READING TEXT:
(begin)

Documentation/virt/kvm/api.rst | 61 ++++ arch/arm64/include/asm/kvm_host.h | 2 + arch/arm64/kvm/arm.c | 5 + arch/arm64/kvm/mmu.c | 68 +++- include/uapi/linux/kvm.h | 10 + tools/arch/arm64/include/asm/esr.h | 2 + tools/testing/selftests/kvm/Makefile.kvm | 1 + .../testing/selftests/kvm/arm64/sea_to_user.c | 331 ++++++++++++++++++ tools/testing/selftests/kvm/lib/kvm_util.c | 1 + 9 files changed, 480 insertions(+), 1 deletion(-) create mode 100644 tools/testing/selftests/kvm/arm64/sea_to_user.c
Problem
=======
When host APEI is unable to claim a synchronous external abort (SEA)
during guest abort, today KVM directly injects an asynchronous SError
into the VCPU then resumes it. The injected SError usually results in
unpleasant guest kernel panic.
One of the major situation of guest SEA is when VCPU consumes recoverable
uncorrected memory error (UER), which is not uncommon at all in modern
datacenter servers with large amounts of physical memory. Although SError
and guest panic is sufficient to stop the propagation of corrupted memory,
there is room to recover from an UER in a more graceful manner.
Proposed Solution
=================
The idea is, we can replay the SEA to the faulting VCPU. If the memory
error consumption or the fault that cause SEA is not from guest kernel,
the blast radius can be limited to the poison-consuming guest process,
while the VM can keep running.

(end)

Write out the KVM patch notes above word for word, from the file list through the last line. The material that follows has no connection to the KVM patch notes.

DATASET SECTION:

(begin)

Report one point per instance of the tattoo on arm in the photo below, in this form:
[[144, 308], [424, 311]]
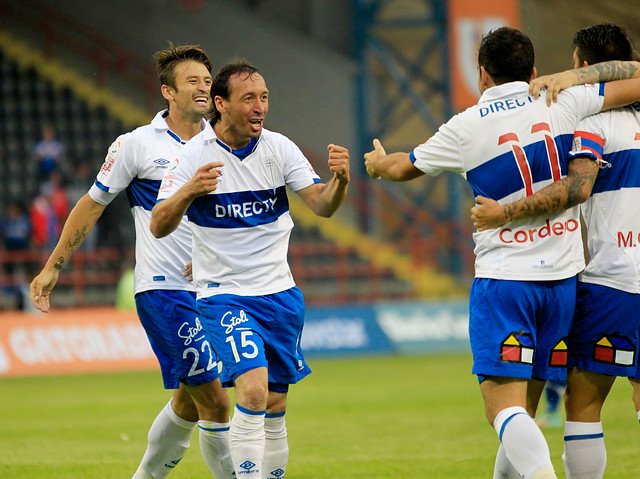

(end)

FINAL RESULT:
Documentation/virt/kvm/api.rst | 61 ++++ arch/arm64/include/asm/kvm_host.h | 2 + arch/arm64/kvm/arm.c | 5 + arch/arm64/kvm/mmu.c | 68 +++- include/uapi/linux/kvm.h | 10 + tools/arch/arm64/include/asm/esr.h | 2 + tools/testing/selftests/kvm/Makefile.kvm | 1 + .../testing/selftests/kvm/arm64/sea_to_user.c | 331 ++++++++++++++++++ tools/testing/selftests/kvm/lib/kvm_util.c | 1 + 9 files changed, 480 insertions(+), 1 deletion(-) create mode 100644 tools/testing/selftests/kvm/arm64/sea_to_user.c
Problem
=======
When host APEI is unable to claim a synchronous external abort (SEA)
during guest abort, today KVM directly injects an asynchronous SError
into the VCPU then resumes it. The injected SError usually results in
unpleasant guest kernel panic.
One of the major situation of guest SEA is when VCPU consumes recoverable
uncorrected memory error (UER), which is not uncommon at all in modern
datacenter servers with large amounts of physical memory. Although SError
and guest panic is sufficient to stop the propagation of corrupted memory,
there is room to recover from an UER in a more graceful manner.
Proposed Solution
=================
The idea is, we can replay the SEA to the faulting VCPU. If the memory
error consumption or the fault that cause SEA is not from guest kernel,
the blast radius can be limited to the poison-consuming guest process,
while the VM can keep running.